| DATASET ROWS |
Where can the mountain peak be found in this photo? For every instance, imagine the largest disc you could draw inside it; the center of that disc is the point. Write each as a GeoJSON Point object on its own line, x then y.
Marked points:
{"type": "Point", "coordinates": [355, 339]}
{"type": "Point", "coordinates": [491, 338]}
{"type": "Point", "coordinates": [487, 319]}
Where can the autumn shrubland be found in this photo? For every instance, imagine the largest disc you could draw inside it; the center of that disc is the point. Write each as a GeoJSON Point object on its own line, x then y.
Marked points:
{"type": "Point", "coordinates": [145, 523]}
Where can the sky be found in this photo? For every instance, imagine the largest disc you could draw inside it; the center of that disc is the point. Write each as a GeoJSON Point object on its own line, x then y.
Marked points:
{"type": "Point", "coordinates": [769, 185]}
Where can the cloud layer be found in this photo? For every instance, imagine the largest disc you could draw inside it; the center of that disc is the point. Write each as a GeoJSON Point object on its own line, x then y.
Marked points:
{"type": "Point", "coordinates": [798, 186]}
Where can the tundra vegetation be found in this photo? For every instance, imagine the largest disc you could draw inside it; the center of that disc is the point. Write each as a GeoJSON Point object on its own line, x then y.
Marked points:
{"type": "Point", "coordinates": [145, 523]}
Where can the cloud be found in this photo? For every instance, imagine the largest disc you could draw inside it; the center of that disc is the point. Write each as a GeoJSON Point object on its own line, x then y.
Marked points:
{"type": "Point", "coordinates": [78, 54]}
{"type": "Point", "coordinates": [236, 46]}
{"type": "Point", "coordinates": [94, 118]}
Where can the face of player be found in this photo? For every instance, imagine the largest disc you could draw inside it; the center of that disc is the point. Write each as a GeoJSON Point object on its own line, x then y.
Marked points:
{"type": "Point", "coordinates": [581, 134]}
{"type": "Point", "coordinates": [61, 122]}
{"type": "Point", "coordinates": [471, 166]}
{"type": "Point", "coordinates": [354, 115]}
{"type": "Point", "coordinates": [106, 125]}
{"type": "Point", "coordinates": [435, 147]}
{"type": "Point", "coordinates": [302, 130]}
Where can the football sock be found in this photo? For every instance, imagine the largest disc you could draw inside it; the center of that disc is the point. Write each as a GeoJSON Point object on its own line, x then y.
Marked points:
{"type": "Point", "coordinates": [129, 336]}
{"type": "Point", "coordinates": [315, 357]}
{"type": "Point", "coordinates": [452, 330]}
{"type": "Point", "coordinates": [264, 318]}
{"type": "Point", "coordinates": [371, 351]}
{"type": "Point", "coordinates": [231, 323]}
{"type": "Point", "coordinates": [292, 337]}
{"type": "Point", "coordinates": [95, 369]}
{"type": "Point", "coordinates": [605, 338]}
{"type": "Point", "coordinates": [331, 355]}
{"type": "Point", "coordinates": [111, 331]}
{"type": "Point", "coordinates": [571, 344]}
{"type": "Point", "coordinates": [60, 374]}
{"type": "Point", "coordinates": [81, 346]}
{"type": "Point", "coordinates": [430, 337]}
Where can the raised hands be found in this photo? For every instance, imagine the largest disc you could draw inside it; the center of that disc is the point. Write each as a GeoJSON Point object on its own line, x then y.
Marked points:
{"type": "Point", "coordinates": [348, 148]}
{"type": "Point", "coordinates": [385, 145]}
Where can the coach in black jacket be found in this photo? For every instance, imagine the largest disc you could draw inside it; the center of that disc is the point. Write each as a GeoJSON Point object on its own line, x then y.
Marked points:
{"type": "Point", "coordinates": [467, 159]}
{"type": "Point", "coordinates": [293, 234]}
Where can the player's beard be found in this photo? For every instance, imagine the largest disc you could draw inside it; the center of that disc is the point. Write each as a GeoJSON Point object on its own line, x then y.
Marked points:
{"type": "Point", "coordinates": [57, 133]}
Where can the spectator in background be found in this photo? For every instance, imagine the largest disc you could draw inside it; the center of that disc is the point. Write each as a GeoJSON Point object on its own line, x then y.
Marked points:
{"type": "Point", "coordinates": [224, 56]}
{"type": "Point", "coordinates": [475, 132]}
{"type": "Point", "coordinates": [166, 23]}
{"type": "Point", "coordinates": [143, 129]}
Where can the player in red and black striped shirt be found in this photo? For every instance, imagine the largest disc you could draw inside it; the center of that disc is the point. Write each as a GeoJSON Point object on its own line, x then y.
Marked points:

| TASK DETAILS |
Copy the listing word for word, from the line that contains "Where can the player's" through the end of the listing.

| TASK OUTPUT |
Where can the player's beard be found in this photo? For every instance, imagine the largest disc you could draw inside it; the center of that disc is the point. Write each as a GeoJSON Point object on its own line, x then y.
Marked points:
{"type": "Point", "coordinates": [57, 133]}
Where can the spectator in background be found in this photo? For every instance, imagine the largest disc you could draw inside it; the center of that disc is the point. Write each as a GeoJSON Point object on its own line, x then y.
Marked points:
{"type": "Point", "coordinates": [224, 56]}
{"type": "Point", "coordinates": [475, 132]}
{"type": "Point", "coordinates": [166, 23]}
{"type": "Point", "coordinates": [143, 129]}
Where can the player in red and black striped shirt be found in this photo? For every instance, imagine the largest disc you could draw inside it; the center of that disc is the point. Write each as a GeoJSON Point object on its own line, x then y.
Marked points:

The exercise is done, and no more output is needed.